Instruction -
Reproduce the entries below in full, word for word.

Provided records -

════════

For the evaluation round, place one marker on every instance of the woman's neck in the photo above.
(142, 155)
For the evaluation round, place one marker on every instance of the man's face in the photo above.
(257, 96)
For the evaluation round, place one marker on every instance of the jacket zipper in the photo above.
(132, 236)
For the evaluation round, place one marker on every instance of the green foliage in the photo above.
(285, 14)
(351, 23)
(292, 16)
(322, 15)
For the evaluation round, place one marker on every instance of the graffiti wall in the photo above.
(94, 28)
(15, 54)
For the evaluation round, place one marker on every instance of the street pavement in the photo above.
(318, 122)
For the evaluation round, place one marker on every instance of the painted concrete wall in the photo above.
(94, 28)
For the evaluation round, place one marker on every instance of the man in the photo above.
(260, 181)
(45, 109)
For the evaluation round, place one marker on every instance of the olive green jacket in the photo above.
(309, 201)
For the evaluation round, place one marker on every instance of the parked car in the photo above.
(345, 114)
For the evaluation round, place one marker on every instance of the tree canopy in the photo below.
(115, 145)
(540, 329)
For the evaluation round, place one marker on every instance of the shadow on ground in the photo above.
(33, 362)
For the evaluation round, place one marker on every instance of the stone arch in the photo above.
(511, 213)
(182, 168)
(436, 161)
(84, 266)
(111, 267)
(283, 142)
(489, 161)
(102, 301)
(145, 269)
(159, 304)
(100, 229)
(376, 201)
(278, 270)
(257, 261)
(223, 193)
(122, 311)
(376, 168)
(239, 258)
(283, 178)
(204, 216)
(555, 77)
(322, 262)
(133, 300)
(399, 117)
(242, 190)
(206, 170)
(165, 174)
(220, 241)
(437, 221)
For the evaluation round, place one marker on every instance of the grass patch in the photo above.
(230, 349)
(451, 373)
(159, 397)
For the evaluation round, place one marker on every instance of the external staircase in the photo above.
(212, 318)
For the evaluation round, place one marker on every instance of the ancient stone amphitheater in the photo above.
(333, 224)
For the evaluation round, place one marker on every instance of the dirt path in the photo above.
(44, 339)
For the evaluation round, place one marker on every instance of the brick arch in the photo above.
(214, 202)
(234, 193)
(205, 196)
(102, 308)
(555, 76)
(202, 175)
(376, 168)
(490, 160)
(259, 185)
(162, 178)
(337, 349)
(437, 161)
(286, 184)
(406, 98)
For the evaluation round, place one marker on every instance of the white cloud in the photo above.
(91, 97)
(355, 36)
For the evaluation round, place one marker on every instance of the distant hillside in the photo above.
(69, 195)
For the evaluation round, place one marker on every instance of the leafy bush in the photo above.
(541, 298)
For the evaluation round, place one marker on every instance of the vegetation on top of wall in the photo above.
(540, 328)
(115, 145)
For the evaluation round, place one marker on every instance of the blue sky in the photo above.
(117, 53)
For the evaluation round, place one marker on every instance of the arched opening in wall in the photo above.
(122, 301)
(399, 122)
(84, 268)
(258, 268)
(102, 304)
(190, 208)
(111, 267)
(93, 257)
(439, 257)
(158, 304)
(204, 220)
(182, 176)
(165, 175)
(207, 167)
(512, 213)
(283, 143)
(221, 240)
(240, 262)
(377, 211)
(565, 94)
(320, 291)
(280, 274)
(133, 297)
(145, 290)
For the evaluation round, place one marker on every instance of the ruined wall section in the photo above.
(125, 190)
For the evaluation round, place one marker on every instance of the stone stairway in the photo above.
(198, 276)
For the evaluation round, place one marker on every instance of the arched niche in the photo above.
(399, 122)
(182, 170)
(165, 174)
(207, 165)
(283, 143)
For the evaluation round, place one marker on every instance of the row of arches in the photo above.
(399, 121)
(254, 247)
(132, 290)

════════

Answer in full -
For the evaluation round, place one marker on every instance of the woman's neck in the photo above.
(142, 155)
For the evaluation round, place one marker on every instance of the man's face in the photo above.
(257, 96)
For the evaluation round, place one marker on every instance of the jacket zipper in the photo above.
(132, 236)
For the evaluation round, place one marker on every instance of the green foliage in the photo above.
(285, 14)
(351, 23)
(292, 16)
(322, 15)
For the evaluation round, place one marker on every instance of the graffiti wall in the photo above.
(94, 28)
(15, 54)
For the evaluation round, place one marker on every instance of the street pavement in the photo above.
(318, 122)
For the evaluation round, place one marker on every instance of the painted concrete wall in the photo above.
(94, 28)
For the evaluation round, place one marker on every instance of the man in the photo above.
(260, 181)
(45, 109)
For the evaluation round, place one marker on every instance of the olive green jacket in the photo above.
(309, 201)
For the evaluation round, place one marker on every instance of the parked car in the photo above.
(345, 114)
For the evaluation round, place one marker on every instance of the tree canopy in the photo below.
(115, 145)
(540, 329)
For the evaluation round, place one marker on every instance of the shadow on ground in the photo above.
(33, 362)
For the evaluation round, place one marker on every instance of the stone arch in the photo above.
(511, 213)
(182, 168)
(436, 161)
(84, 266)
(111, 267)
(283, 142)
(489, 161)
(102, 301)
(145, 269)
(159, 304)
(100, 229)
(376, 201)
(278, 270)
(257, 261)
(223, 193)
(122, 311)
(376, 168)
(239, 258)
(283, 178)
(204, 216)
(555, 77)
(322, 262)
(133, 300)
(399, 117)
(242, 190)
(206, 170)
(165, 174)
(220, 241)
(437, 221)
For the evaluation round, place one marker on every instance of the grass patch in the photo above.
(230, 349)
(451, 373)
(159, 397)
For the evaluation round, place one marker on every instance of the external staircase in the photo above.
(212, 318)
For the evaluation round, place one marker on every instance of the ancient stone amphitheater in the photo above.
(333, 224)
For the evaluation round, place one marker on every instance of the dirt path in the photo above.
(44, 339)
For the evaluation round, place one marker on every instance of the brick arch in the photo above.
(214, 202)
(234, 193)
(205, 196)
(102, 308)
(555, 76)
(202, 175)
(376, 168)
(490, 160)
(259, 185)
(162, 178)
(337, 349)
(437, 161)
(286, 184)
(406, 98)
For the evaluation round, place one marker on every instance of the white cloud in the photo above.
(91, 97)
(355, 36)
For the evaluation round, place one marker on every instance of the distant hillside in the photo above.
(69, 195)
For the evaluation round, place one marker on every instance of the leafy bush in the photo above.
(541, 298)
For the evaluation round, place one marker on every instance of the vegetation on top of wall in the photo above.
(540, 328)
(115, 145)
For the evaluation round, place one marker on every instance of the blue sky in the photo above.
(117, 53)
For the evaluation round, place one marker on every instance of the arched opening in wall in the photo above.
(122, 301)
(399, 122)
(84, 268)
(258, 268)
(102, 304)
(190, 208)
(111, 267)
(93, 257)
(439, 257)
(158, 304)
(204, 220)
(182, 176)
(165, 175)
(207, 167)
(512, 213)
(283, 143)
(221, 240)
(240, 262)
(377, 211)
(565, 94)
(320, 291)
(280, 274)
(133, 297)
(145, 290)
For the evaluation round, place one marker on every instance of the ruined wall section in the photo above.
(125, 190)
For the evaluation round, place one marker on every instance of the stone stairway in the photo above.
(198, 276)
For the evaluation round, place one marker on every instance of the arched niche in the photo above.
(399, 122)
(182, 170)
(165, 174)
(207, 165)
(283, 143)
For the evaluation round, place one marker on every instance of the row of arches in the photo above.
(399, 121)
(254, 247)
(132, 290)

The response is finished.